▶ Problem description
Would you write out the whole listing below exactly as given?

##### Record extracts

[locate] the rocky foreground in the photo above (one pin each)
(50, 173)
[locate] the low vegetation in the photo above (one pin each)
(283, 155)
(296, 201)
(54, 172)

##########

▶ Response
[locate] the rocky foreground in the photo above (one pin each)
(50, 173)
[locate] the low vegetation in the photo above (one pin each)
(283, 155)
(296, 201)
(54, 172)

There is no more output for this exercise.